CONSIGNES DE TRAVAIL:
1: Dans l'extrait sur la mission de la femme, relevez tout ce qui est dit des « droits supérieurs ».
2: D'après l'extrait sur la mission de la femme, pourquoi le monde commence-t-il par ricaner ?
3: Selon l'extrait sur la mission de la femme, quelle est l'ambition sainte de la femme ?

___ EXTRAIT DU DOCUMENT ___

La mission de la femme, telle que je la conçois, est à la fois très simple et d’une ambition surhumaine. La femme n’aspire pas à l’égalité, aux droits de l’homme. Elle aspire à des droits supérieurs. C’est plus facile, la loi ne les interdit pas. Quels sont ces droits supérieurs ? Ceux que personne ne réclame. Pour les exercer, il faut une abnégation entière de soi-même ; il faut d’abord s’armer contre l’injustice, contre le sarcasme. Laissez dire ; le monde, qui n’a pas le temps d’examiner ce qui est vrai ou faux, commence par ricaner : ne vous en inquiétez pas. Votre vie a un but plus élevé que de plaire ou de déplaire à ce monde éphémère et changeant ; ce Protée finit par être terrassé et peut-être avez-vous contribué aussi à le dompter. L’ambition sainte de la femme, c’est d’être le bon génie qui veille sur ceux dont elle a charge d’âme. »

___ DONNÉES FOURNIES ___

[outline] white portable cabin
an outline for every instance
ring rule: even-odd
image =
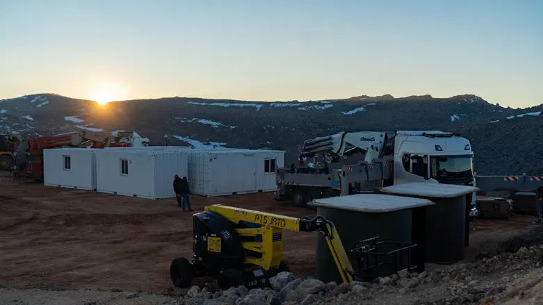
[[[96,154],[97,190],[158,199],[173,198],[176,174],[188,175],[186,153],[154,149],[100,149]]]
[[[284,151],[250,149],[188,149],[191,192],[222,196],[277,189],[275,170]]]
[[[95,190],[96,149],[44,149],[43,176],[44,186]]]
[[[104,147],[106,150],[175,150],[192,149],[190,146],[123,146],[120,147]]]

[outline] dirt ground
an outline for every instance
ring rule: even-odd
[[[195,212],[220,204],[295,217],[315,214],[273,196],[193,196],[191,204]],[[172,286],[172,259],[192,255],[192,214],[181,211],[174,199],[153,201],[3,177],[0,286],[163,292]],[[474,221],[467,260],[492,252],[533,220],[514,216]],[[297,277],[314,270],[316,234],[284,233],[284,258]]]

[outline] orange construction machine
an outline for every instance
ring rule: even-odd
[[[43,179],[43,150],[63,147],[104,148],[149,146],[149,140],[135,132],[117,132],[108,136],[102,132],[76,131],[28,139],[24,151],[17,154],[15,176],[37,180]]]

___

RÉPONSES:
1:
- Il est plus facile d'y aspirer.
- La loi ne les interdit pas.
- Personne ne les réclame.
- Pour les exercer, il faut une abnégation entière de soi-même.
- Il faut d'abord s'armer contre l'injustice et contre le sarcasme.

2: Le monde commence par ricaner parce qu'il n'a pas le temps d'examiner ce qui est vrai ou faux.

3: C'est d'être le bon génie qui veille sur ceux dont elle a charge d'âme.